### PROBLEM STATEMENT
Nothing but the entries, copied exactly, should appear in the response.

### SOURCE RECORDS
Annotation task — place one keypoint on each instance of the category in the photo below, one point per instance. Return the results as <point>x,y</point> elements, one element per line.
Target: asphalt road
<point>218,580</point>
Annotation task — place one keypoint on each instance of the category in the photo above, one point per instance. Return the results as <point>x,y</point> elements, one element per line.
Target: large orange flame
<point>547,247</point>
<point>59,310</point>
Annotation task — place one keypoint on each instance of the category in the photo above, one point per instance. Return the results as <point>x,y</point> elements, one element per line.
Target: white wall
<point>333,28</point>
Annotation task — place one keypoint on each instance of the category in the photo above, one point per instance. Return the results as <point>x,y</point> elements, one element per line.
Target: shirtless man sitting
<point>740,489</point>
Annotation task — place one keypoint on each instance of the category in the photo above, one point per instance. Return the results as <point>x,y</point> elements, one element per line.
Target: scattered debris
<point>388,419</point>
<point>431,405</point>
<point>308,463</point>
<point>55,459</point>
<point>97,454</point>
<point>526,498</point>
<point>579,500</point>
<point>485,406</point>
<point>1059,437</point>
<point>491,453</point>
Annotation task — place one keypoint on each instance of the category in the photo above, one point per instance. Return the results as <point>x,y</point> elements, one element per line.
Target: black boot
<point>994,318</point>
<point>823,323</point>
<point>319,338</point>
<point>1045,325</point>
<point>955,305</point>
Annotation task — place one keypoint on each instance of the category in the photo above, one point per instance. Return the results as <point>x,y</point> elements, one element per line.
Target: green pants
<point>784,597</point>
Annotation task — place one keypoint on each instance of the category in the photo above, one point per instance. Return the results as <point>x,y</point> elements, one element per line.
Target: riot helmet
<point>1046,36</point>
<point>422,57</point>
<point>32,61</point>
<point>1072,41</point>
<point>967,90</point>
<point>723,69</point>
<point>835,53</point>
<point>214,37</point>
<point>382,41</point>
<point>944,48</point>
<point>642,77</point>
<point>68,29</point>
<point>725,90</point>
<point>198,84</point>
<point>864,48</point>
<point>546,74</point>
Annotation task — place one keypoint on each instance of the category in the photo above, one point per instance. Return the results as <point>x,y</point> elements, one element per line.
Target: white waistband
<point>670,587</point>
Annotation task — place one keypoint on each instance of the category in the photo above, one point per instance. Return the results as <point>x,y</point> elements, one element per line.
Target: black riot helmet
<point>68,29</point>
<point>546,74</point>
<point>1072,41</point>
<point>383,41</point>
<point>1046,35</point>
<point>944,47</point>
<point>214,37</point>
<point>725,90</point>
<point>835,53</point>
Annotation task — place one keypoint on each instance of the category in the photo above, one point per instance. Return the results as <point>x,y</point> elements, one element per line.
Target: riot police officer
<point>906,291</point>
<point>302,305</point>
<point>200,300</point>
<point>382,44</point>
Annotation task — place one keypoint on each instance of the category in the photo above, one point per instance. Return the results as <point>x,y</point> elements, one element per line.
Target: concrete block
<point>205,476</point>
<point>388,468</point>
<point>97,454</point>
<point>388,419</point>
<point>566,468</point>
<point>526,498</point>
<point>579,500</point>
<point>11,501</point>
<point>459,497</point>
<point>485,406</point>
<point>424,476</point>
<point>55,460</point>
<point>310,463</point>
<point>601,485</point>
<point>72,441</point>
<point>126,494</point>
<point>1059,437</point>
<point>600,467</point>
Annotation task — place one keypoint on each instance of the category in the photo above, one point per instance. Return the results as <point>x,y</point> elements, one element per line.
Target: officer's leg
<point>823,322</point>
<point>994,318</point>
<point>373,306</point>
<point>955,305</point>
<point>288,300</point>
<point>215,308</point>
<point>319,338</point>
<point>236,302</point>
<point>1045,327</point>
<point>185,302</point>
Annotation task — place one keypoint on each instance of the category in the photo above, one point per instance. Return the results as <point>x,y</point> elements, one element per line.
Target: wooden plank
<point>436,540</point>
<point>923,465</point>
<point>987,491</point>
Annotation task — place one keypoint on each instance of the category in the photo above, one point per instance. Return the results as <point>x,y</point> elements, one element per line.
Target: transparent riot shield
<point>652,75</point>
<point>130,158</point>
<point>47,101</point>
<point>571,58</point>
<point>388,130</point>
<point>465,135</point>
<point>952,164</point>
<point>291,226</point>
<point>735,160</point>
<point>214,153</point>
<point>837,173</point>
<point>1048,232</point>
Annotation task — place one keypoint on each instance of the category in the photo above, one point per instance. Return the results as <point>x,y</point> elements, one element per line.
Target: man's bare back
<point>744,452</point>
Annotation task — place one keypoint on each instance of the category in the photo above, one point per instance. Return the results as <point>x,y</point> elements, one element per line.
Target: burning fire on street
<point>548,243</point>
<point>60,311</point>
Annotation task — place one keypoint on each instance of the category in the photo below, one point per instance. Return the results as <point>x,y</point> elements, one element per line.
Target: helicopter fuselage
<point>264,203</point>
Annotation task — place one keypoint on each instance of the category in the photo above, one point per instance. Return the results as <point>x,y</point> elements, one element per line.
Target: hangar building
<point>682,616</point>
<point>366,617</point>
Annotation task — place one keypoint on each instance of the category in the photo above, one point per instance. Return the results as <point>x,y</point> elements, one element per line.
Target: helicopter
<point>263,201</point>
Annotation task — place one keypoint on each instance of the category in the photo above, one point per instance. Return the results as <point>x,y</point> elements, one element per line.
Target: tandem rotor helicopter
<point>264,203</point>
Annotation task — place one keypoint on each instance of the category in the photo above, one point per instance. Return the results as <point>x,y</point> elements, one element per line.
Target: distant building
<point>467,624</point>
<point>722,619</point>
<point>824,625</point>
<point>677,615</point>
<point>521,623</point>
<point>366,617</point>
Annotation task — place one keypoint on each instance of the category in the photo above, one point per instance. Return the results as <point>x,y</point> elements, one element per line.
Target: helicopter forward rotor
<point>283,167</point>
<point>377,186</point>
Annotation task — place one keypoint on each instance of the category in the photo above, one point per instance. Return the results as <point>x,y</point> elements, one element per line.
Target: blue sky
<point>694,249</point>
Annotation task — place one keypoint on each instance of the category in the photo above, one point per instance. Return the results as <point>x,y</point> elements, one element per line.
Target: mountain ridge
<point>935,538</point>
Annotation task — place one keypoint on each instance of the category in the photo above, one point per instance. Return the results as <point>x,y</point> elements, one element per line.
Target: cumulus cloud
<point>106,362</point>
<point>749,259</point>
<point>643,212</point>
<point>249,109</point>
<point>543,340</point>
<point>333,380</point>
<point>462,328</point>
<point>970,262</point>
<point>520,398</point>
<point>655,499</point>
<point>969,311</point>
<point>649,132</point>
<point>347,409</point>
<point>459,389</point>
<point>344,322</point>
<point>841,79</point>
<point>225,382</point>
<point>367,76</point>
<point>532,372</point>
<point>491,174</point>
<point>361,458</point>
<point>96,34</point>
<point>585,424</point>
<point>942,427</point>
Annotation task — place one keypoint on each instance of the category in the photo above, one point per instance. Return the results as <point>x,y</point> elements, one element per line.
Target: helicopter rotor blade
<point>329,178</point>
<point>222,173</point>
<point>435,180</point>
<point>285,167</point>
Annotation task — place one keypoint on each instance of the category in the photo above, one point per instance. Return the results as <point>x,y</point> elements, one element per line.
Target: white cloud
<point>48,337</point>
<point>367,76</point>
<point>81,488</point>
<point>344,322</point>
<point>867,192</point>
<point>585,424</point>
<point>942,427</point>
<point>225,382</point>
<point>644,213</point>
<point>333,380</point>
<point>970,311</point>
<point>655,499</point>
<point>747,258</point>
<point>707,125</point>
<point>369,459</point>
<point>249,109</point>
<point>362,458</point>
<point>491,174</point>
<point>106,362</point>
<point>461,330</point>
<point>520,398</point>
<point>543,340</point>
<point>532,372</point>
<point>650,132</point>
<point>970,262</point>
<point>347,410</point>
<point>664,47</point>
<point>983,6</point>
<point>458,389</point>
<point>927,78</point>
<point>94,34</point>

### YOUR SOLUTION
Annotation task — place one keypoint on each instance of the category in the photo below, one point per instance. Return the results as <point>x,y</point> elements, one element per line.
Target: asphalt road
<point>218,580</point>
Annotation task — place one keypoint on each instance of the category in the photo above, one point per instance. Return the results as <point>x,y</point> elements, one element per line.
Target: large orange flame
<point>547,247</point>
<point>59,310</point>
Annotation task — place one keypoint on each instance of the category in the photo above, one point per instance. Return the results as <point>x,y</point> elements, one element per line.
Target: white wall
<point>333,28</point>
Annotation task — place one keypoint on each instance of the category in the photo above, one point per instance. Return the results as <point>x,y</point> elements, one element per line.
Target: shirtless man sitting
<point>740,489</point>
Annotation task — place one keypoint on each instance of the category in the photo above, one point per instance. Return the results as <point>x,y</point> elements, one element per line.
Target: scattered debris
<point>388,419</point>
<point>431,405</point>
<point>308,463</point>
<point>55,459</point>
<point>97,454</point>
<point>526,498</point>
<point>579,500</point>
<point>485,406</point>
<point>1059,437</point>
<point>491,453</point>
Annotation task — place one keypoint on each instance of the category in the photo above, one point per instance. Return the results as <point>x,y</point> elements, one element per line.
Target: black boot
<point>994,318</point>
<point>823,323</point>
<point>319,338</point>
<point>1045,325</point>
<point>955,305</point>
Annotation task — place one keypoint on each instance of the category in the photo above, one point per instance. Return the results as <point>x,y</point> elements, one element per line.
Target: green pants
<point>784,597</point>
Annotation task — place one keypoint on each instance of the category in the photo above, one point per instance. Return the results as <point>x,y</point> elements, one element per line.
Target: riot helmet
<point>1046,36</point>
<point>422,57</point>
<point>32,61</point>
<point>1072,41</point>
<point>967,90</point>
<point>723,69</point>
<point>835,53</point>
<point>214,37</point>
<point>382,41</point>
<point>944,48</point>
<point>642,77</point>
<point>68,29</point>
<point>725,90</point>
<point>198,84</point>
<point>864,48</point>
<point>546,74</point>
Annotation task — place one keypoint on each instance of the category in the photo above, one point per instance. Return the results as <point>x,y</point> elements, one element per line.
Target: white waistband
<point>670,587</point>
Annotation task — place one keypoint on each instance of the category in the photo above, one point per instance. Return the results as <point>x,y</point> elements, one element per line.
Target: black riot helmet
<point>68,29</point>
<point>546,74</point>
<point>1072,41</point>
<point>383,41</point>
<point>1046,35</point>
<point>944,47</point>
<point>214,37</point>
<point>725,90</point>
<point>835,53</point>
Annotation task — place one keypoint on each instance of the category in the photo above, one point per instance. Return the results as <point>x,y</point> elements, one element per line.
Target: riot police officer
<point>906,291</point>
<point>302,305</point>
<point>200,300</point>
<point>382,44</point>
Annotation task — place one keypoint on each instance of the category in the photo above, one point per instance. Return the results as <point>x,y</point> elements, one element per line.
Target: concrete block
<point>205,476</point>
<point>388,468</point>
<point>97,454</point>
<point>388,419</point>
<point>566,468</point>
<point>526,498</point>
<point>579,500</point>
<point>11,501</point>
<point>459,497</point>
<point>485,406</point>
<point>424,476</point>
<point>55,460</point>
<point>310,463</point>
<point>601,485</point>
<point>72,441</point>
<point>126,494</point>
<point>1059,437</point>
<point>600,467</point>
Annotation task — place one keypoint on each instance of the category in the photo above, one point per instance. Return the results as <point>x,y</point> elements, one element per line.
Target: officer's leg
<point>823,322</point>
<point>994,318</point>
<point>373,306</point>
<point>955,305</point>
<point>288,300</point>
<point>215,308</point>
<point>319,338</point>
<point>236,302</point>
<point>1045,327</point>
<point>185,302</point>
Annotation task — place one keypoint on each instance of the category in the photo above, one point per instance. Return the results as <point>x,y</point> elements, one element per line.
Target: wooden plank
<point>436,540</point>
<point>923,465</point>
<point>987,491</point>
Annotation task — place one keypoint on each instance of the category in the photo above, one point per instance. Return the results as <point>x,y</point> elements, one element per line.
Target: transparent riot shield
<point>652,75</point>
<point>130,158</point>
<point>47,101</point>
<point>571,58</point>
<point>388,130</point>
<point>465,135</point>
<point>952,164</point>
<point>291,226</point>
<point>735,160</point>
<point>214,153</point>
<point>837,173</point>
<point>1048,232</point>
Annotation task — place one keypoint on each instance of the category in the photo above, one point per instance. Return the results as <point>x,y</point> elements, one element per line.
Target: man's bare back
<point>744,452</point>
Annotation task — place one keypoint on each instance of the category in the photo above, one point per instance. Return the results as <point>x,y</point> elements, one element per line.
Target: burning fire on street
<point>548,243</point>
<point>60,311</point>
Annotation task — place one keypoint on each instance of the category in the photo below, one point per instance. Return the results as <point>x,y</point> elements, one element per line.
Target: helicopter fuselage
<point>264,203</point>
Annotation task — place one keypoint on each instance of the category in the photo above, one point per instance. Return the results as <point>x,y</point> elements, one element per line.
Target: hangar building
<point>682,616</point>
<point>366,617</point>
Annotation task — place one keypoint on each instance of the category in the photo above, one point per instance. Return the results as <point>x,y</point> elements, one element per line.
Target: helicopter
<point>263,201</point>
Annotation task — place one keypoint on each instance of the category in the photo above, one point per instance. Return the results as <point>x,y</point> elements, one element per line.
Target: tandem rotor helicopter
<point>264,203</point>
Annotation task — place one keypoint on each instance of the category in the photo above, one point per instance. Return the results as <point>x,y</point> elements, one element per line.
Target: distant building
<point>467,624</point>
<point>722,619</point>
<point>824,625</point>
<point>677,615</point>
<point>521,623</point>
<point>366,617</point>
Annotation task — place one keypoint on each instance of the category in the photo above, one point per instance. Return the results as <point>x,y</point> elements, one element per line.
Target: helicopter forward rotor
<point>283,167</point>
<point>377,186</point>
Annotation task — place one keypoint on each instance of the category in the photo above, one point per instance. Return the results as <point>x,y</point> elements, one element per line.
Target: blue sky
<point>694,249</point>
Annotation task — place one keypoint on each instance of the category in the photo above, one point per instance. Return the results as <point>x,y</point> elements, one element per line.
Target: mountain ridge
<point>935,538</point>
Annotation task — place one keypoint on each instance of the category in the photo above, one point per instance. Return the results as <point>x,y</point> elements, one element per line.
Target: cumulus cloud
<point>106,362</point>
<point>749,259</point>
<point>643,212</point>
<point>249,109</point>
<point>543,340</point>
<point>333,380</point>
<point>462,328</point>
<point>970,262</point>
<point>520,398</point>
<point>655,499</point>
<point>969,311</point>
<point>649,132</point>
<point>347,409</point>
<point>459,389</point>
<point>344,322</point>
<point>841,79</point>
<point>225,382</point>
<point>367,76</point>
<point>532,372</point>
<point>491,174</point>
<point>361,458</point>
<point>96,34</point>
<point>585,424</point>
<point>942,427</point>
Annotation task — place one keypoint on each instance of the category in the photo above, one point per instance. Return the results as <point>x,y</point> elements, one element per line.
Target: helicopter rotor blade
<point>329,178</point>
<point>222,173</point>
<point>435,180</point>
<point>285,167</point>
Annotation task — place one keypoint on each instance of the category in the photo above, one point per instance. Return the results as <point>x,y</point> elements, one element per line.
Target: white cloud
<point>48,337</point>
<point>367,76</point>
<point>81,488</point>
<point>344,322</point>
<point>867,192</point>
<point>585,424</point>
<point>942,427</point>
<point>225,382</point>
<point>644,213</point>
<point>333,380</point>
<point>970,311</point>
<point>655,499</point>
<point>747,258</point>
<point>707,125</point>
<point>369,459</point>
<point>249,109</point>
<point>362,458</point>
<point>491,174</point>
<point>106,362</point>
<point>461,330</point>
<point>520,398</point>
<point>543,340</point>
<point>532,372</point>
<point>650,132</point>
<point>970,262</point>
<point>347,410</point>
<point>664,47</point>
<point>983,6</point>
<point>458,389</point>
<point>927,78</point>
<point>94,34</point>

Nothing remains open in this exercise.